Michigan is one of 24 states that do not require interior designers to take the National Council for Interior Design Qualification exam to become professionally registered, but Fuchs, the owner of Grand Rapids-based residential interior design company Fuchsia Design, didn’t care.

She wanted the distinction and took the exam in September 2014.

“In some ways it’s a bad thing (that Michigan doesn’t require it) because anyone can call themselves an interior designer. If you wanted, tomorrow you could wake up and make a business card and just say, ‘I’m an interior designer,’” she said.

“In an industry where there’s a lot of competition, it’s important to me that I do everything to stand out. And working in the high-end design industry, it should be important to clients that the interior designer is just as qualified to do the job as the architect or contractor.”

Fuchs’ company, which recently celebrated its one-year anniversary, specializes in new construction and deep renovations. Before branching out on her own, she worked as a design associate at Jeffrey Roberts Design and as an interior designer at Stone’s Throw Living.

Fuchs received a bachelor’s degree in interior design from Central Michigan University.

She said it was important to her career that she be NCIDQ certified.

“I’ve been in the design industry for about five years now, and it was always a goal of mine to have my own interior design company. In the design world, it’s equal parts what you’re able to design and your creativity and skill set, but also finding the right people you trust who can execute those designs,” she said.

“Starting a business is like holding on to a ledge. You’ve just got to let go and trust you’re going to land on your feet. Hitting that one-year mark for me was really a big sense of accomplishment. I felt like I could breathe for a little bit.”

It took Fuchs about eight months to prepare for the NCIDQ exam. She started studying in February of last year, received her approval that May, and then dedicated the entire summer to studying for it, taking time every night and weekend to prepare.

“In order to even be qualified to take the exam, I graduated from an accredited interior design school. I had to log 3,520 hours under a licensed designer,” she said. “After having done that, I could apply to take the exam. It’s similar to applying for college. There’s an application.”

The NCIDQ exam starts with a 10-hour drafting exam.

> [Excerpted data]:
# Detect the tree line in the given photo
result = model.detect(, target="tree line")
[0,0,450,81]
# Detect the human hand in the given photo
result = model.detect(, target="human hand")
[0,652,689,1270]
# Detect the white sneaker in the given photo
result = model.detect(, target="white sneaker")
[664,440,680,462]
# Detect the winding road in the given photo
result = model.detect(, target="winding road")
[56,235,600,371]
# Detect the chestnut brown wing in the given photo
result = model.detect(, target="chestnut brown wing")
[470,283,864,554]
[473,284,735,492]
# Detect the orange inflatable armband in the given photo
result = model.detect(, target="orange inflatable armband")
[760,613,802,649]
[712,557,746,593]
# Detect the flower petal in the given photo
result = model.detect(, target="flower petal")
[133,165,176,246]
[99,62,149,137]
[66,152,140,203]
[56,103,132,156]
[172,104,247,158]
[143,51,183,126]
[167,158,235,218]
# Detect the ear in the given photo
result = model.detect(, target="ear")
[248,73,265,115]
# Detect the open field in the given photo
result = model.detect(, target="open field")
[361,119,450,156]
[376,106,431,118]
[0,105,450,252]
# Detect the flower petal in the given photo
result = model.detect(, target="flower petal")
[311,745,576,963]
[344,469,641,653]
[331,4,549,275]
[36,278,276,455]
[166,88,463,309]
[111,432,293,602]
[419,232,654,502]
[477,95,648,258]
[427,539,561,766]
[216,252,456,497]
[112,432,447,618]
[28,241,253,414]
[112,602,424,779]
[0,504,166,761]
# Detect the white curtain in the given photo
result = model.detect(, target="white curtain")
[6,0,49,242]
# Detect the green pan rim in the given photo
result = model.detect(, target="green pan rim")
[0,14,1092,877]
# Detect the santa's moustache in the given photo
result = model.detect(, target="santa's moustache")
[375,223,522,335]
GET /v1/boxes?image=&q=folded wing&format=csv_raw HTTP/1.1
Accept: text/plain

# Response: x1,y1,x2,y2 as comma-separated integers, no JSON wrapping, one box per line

> [Exercises]:
- A) Decide whether each statement agrees with the profile of interior designer Fuchs. Answer yes or no, and quote the words from the profile that decide it.
(i) Michigan requires interior designers to pass the NCIDQ exam before they can be professionally registered.
(ii) Fuchs earned her bachelor's degree in interior design at Central Michigan University.
(iii) Fuchs logged 3,520 hours under a licensed designer before she could apply for the exam.
- B) Carry on the profile of interior designer Fuchs from its last sentence, keeping the same news-feature style.
The listing that precedes this point was taken from a separate source.

> [Answers to this exercise]:
- A)
(i) No: "Michigan is one of 24 states that do not require interior designers to take the National Council for Interior Design Qualification exam to become professionally registered"
(ii) Yes: "Fuchs received a bachelor’s degree in interior design from Central Michigan University."
(iii) Yes: "I had to log 3,520 hours under a licensed designer"

- B)
“Here are the seven exercises in the drafting exam: space planning, lighting design, egress, life safety (emergency lighting, smoke detectors and fire ratings), restroom design, custom millwork, and systems integration where you receive mechanical, electrical, plumbing and lighting plans and must identify eight conflicts among them and then recommend solutions,” she said.

“While taking the exam, one must take into account ADA (Americans with Disabilities Act) guidelines, building codes and sustainable design and know how to properly integrate those requirements in order to pass.”

She said the process was draining.

“It was terrible. It’s a very stressful exam,” she said. “It’s been compared to (medical) board exams.”

Last December, she learned she had passed.

Now that she’s received her certification, she’s confident the quality of her work will grow, as will her business.

“For me, it’s important that I’m building relationships with builders and professionals in the industry,” she said. “Now that I’ve passed my exam, they can trust the work done in our office. In the high-end market, this should be something that’s important to builders — that they should be able to trust their designers.”

Fuchs is conflicted as to whether Michigan should change its ruling and require all interior designers to be NCIDQ certified. She sees both sides of it.

“I know there’s a lot of talented interior designers that have not passed the exam, so it’s hard for me to say they should be required because then they wouldn’t be able to practice. But I do think there’s a lot to be said for a designer to take the initiative to take the exam when it’s not required,” she said.

“To me, it’s not important that it’s required or not. Taking it for myself is what’s important.”